TASK STATEMENT: Set down every record below exactly as it appears, but without the pictures.

Start of INFORMATION GIVEN

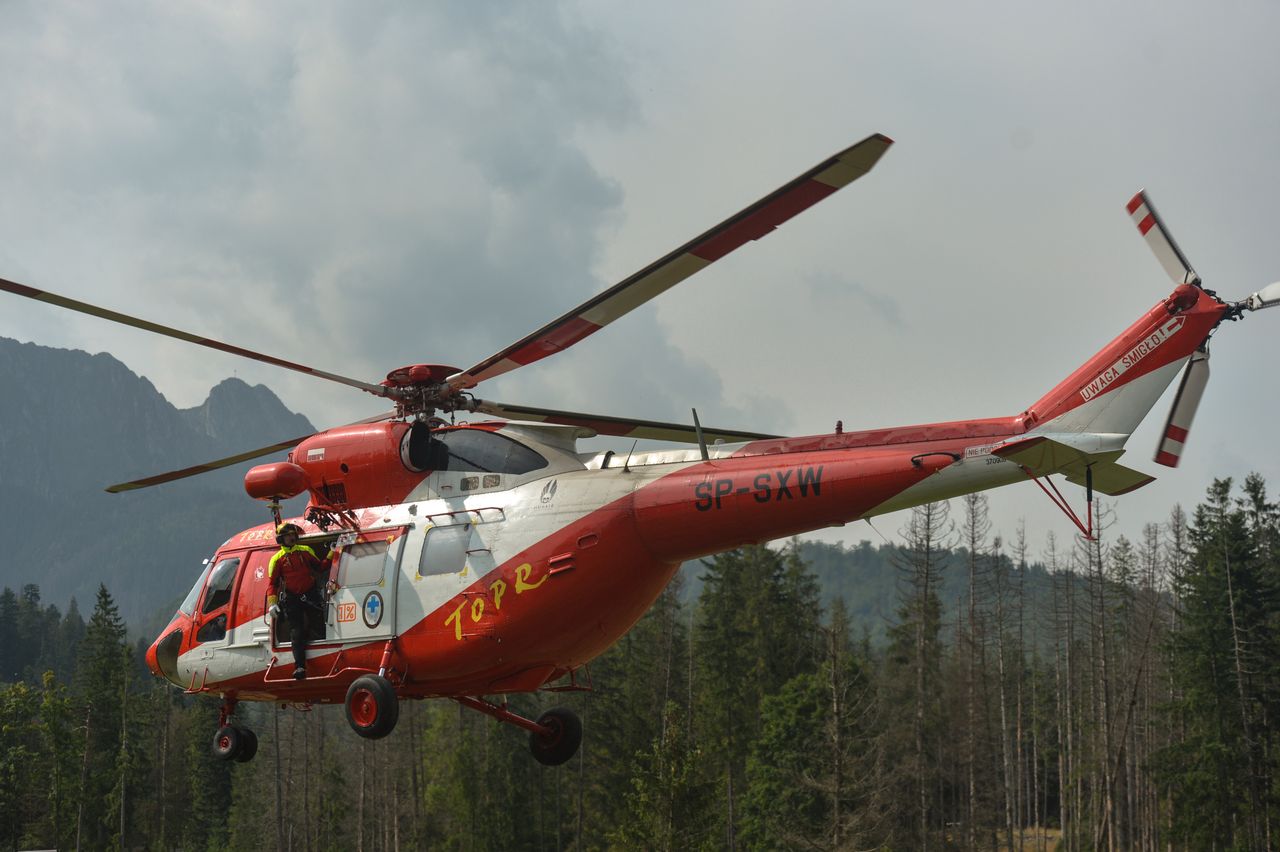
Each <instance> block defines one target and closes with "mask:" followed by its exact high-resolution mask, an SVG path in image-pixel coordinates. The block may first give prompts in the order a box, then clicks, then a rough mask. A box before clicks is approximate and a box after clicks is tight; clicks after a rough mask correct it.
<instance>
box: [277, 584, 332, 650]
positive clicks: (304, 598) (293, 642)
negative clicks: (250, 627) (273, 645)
mask: <svg viewBox="0 0 1280 852" xmlns="http://www.w3.org/2000/svg"><path fill="white" fill-rule="evenodd" d="M280 611H282V613H284V620H287V622H288V623H289V641H291V642H292V643H293V665H294V668H300V669H301V668H305V667H306V664H307V640H308V638H311V626H312V624H314V623H316V622H319V620H320V617H321V613H323V611H324V601H321V600H320V590H319V588H312V590H311V591H308V592H303V594H301V595H285V596H284V597H282V599H280ZM276 629H279V628H276Z"/></svg>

End of INFORMATION GIVEN

RESPONSE AREA:
Each <instance> block defines one target and closes with "mask:" followed by its exact high-resolution mask, an SVG path in image-pixel coordinates. The block may first give prompts in the order a box, then clicks, then a rough mask. A box before clicks is approximate and a box after clicks is tight; clicks after a rough mask correct it.
<instance>
box: [277, 584, 332, 650]
positive clicks: (304, 598) (293, 642)
negative clicks: (250, 627) (273, 645)
mask: <svg viewBox="0 0 1280 852" xmlns="http://www.w3.org/2000/svg"><path fill="white" fill-rule="evenodd" d="M280 611H282V613H284V620H287V622H288V623H289V641H291V642H292V643H293V665H294V668H300V669H301V668H305V667H306V664H307V640H308V638H311V626H312V624H314V623H316V622H319V620H320V617H321V613H323V611H324V601H321V600H320V590H319V588H312V590H311V591H308V592H303V594H301V595H285V596H284V597H282V599H280ZM276 629H279V628H276Z"/></svg>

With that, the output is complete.